=== INPUT FOR THIS TASK ===
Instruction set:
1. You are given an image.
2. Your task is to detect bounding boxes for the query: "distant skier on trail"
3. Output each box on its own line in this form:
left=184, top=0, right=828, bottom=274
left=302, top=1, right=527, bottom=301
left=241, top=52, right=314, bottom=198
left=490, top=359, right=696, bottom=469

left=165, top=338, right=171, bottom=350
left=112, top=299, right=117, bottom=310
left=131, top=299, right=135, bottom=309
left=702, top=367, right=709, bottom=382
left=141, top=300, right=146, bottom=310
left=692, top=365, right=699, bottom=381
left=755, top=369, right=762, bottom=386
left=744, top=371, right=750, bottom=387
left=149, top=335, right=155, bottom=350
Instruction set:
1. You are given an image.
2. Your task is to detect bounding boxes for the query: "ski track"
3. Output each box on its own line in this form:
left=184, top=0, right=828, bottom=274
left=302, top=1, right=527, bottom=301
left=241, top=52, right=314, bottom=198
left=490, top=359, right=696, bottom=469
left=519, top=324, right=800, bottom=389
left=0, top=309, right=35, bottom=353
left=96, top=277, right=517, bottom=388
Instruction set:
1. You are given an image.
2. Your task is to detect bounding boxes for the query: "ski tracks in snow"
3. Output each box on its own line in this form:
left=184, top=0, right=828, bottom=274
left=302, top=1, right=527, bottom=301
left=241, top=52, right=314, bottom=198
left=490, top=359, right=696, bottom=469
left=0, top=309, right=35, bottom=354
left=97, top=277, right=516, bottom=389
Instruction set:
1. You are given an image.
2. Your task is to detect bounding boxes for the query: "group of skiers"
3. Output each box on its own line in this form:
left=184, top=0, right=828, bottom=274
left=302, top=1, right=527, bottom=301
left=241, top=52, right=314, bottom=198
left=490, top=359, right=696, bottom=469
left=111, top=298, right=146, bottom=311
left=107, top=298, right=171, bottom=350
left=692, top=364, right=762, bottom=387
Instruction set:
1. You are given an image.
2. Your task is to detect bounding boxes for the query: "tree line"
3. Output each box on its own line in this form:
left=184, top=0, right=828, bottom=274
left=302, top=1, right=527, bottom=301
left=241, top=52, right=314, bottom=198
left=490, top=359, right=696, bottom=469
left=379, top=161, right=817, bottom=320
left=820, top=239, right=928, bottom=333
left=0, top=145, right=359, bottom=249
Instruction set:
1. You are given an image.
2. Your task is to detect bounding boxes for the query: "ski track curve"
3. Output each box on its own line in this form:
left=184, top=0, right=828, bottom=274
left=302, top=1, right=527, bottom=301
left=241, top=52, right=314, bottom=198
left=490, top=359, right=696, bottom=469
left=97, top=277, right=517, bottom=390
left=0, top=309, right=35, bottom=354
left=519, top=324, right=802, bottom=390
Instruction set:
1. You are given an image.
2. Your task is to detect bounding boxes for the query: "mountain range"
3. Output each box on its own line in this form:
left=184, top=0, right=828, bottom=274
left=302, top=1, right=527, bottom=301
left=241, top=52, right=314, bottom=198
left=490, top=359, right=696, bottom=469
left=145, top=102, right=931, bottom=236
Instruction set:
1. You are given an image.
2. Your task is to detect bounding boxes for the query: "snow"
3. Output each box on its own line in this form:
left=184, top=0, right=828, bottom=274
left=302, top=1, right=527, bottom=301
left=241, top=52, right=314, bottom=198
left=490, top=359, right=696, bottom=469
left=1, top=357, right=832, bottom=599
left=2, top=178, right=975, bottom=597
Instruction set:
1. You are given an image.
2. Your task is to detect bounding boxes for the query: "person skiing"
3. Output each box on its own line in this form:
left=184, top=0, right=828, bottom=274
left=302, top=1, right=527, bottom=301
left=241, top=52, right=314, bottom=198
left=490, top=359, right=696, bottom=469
===
> _INSTRUCTIONS FOR THE TASK_
An exact copy of all the entries above is what is needed.

> _SOLUTION FOR THIS PROBLEM_
Instruction set:
1. You are given an image.
2. Your task is to detect bounding boxes for the query: "distant skier on trail"
3. Output each box on its own line in this form:
left=184, top=0, right=828, bottom=274
left=302, top=1, right=527, bottom=301
left=241, top=52, right=314, bottom=198
left=490, top=359, right=696, bottom=469

left=165, top=338, right=171, bottom=350
left=112, top=299, right=117, bottom=310
left=131, top=299, right=135, bottom=309
left=702, top=367, right=709, bottom=382
left=141, top=300, right=146, bottom=310
left=692, top=365, right=699, bottom=381
left=755, top=369, right=762, bottom=386
left=744, top=371, right=750, bottom=387
left=149, top=335, right=155, bottom=350
Instruction set:
1. You are given an image.
2. Your task is to detect bounding boxes for the query: "ski track"
3. Output each box on its own line in this form:
left=184, top=0, right=828, bottom=274
left=302, top=1, right=527, bottom=301
left=241, top=52, right=314, bottom=198
left=490, top=359, right=696, bottom=469
left=519, top=324, right=800, bottom=389
left=0, top=309, right=35, bottom=353
left=96, top=277, right=517, bottom=388
Instruction set:
1. You are given an image.
2. Your task is to detect bounding boxes for the query: "ski tracks in snow"
3. Output each box on its own line in this form:
left=184, top=0, right=828, bottom=274
left=302, top=1, right=527, bottom=301
left=241, top=52, right=314, bottom=198
left=490, top=359, right=696, bottom=469
left=0, top=309, right=35, bottom=354
left=97, top=277, right=516, bottom=389
Instruction set:
1. You are given an image.
2. Your task is to detect bounding boxes for the query: "group of skiers"
3. Output each box on its own line in this form:
left=184, top=0, right=828, bottom=274
left=302, top=1, right=527, bottom=301
left=241, top=52, right=314, bottom=198
left=490, top=359, right=696, bottom=469
left=111, top=298, right=146, bottom=311
left=107, top=298, right=171, bottom=350
left=692, top=364, right=762, bottom=387
Instruction set:
1. You are given an image.
2. Your task is to detect bounding boxes for the query: "tree line"
3. Output each box on its own line in this form:
left=184, top=0, right=828, bottom=274
left=302, top=1, right=527, bottom=301
left=241, top=52, right=314, bottom=198
left=490, top=359, right=696, bottom=469
left=379, top=161, right=817, bottom=320
left=820, top=239, right=928, bottom=333
left=0, top=145, right=359, bottom=249
Instruction set:
1. You are given an image.
2. Your task is to detect bounding boxes for the query: "ski track curve"
3. Output each box on its own line in this form:
left=184, top=0, right=828, bottom=274
left=302, top=1, right=527, bottom=301
left=241, top=52, right=314, bottom=198
left=490, top=359, right=696, bottom=469
left=97, top=277, right=517, bottom=390
left=0, top=309, right=35, bottom=354
left=519, top=324, right=802, bottom=390
Instruction set:
1. You are given an image.
2. Your task is to detect bounding boxes for the query: "mountain range"
3. Output each box on its own line in this form:
left=184, top=0, right=828, bottom=274
left=302, top=1, right=527, bottom=301
left=241, top=52, right=314, bottom=198
left=490, top=359, right=696, bottom=469
left=145, top=102, right=931, bottom=236
Instruction set:
1. You are given an image.
2. Your task is to detect bounding boxes for the query: "snow"
3. Output each box on its own line in this form:
left=184, top=0, right=828, bottom=274
left=302, top=1, right=527, bottom=301
left=241, top=52, right=314, bottom=198
left=490, top=359, right=696, bottom=469
left=1, top=357, right=832, bottom=599
left=2, top=178, right=975, bottom=597
Instruction set:
1. You are given an image.
2. Your task is to detect bounding boxes for the query: "person skiing"
3. Output each box on its own line in this form:
left=184, top=0, right=828, bottom=274
left=302, top=1, right=527, bottom=301
left=241, top=52, right=314, bottom=198
left=490, top=359, right=696, bottom=469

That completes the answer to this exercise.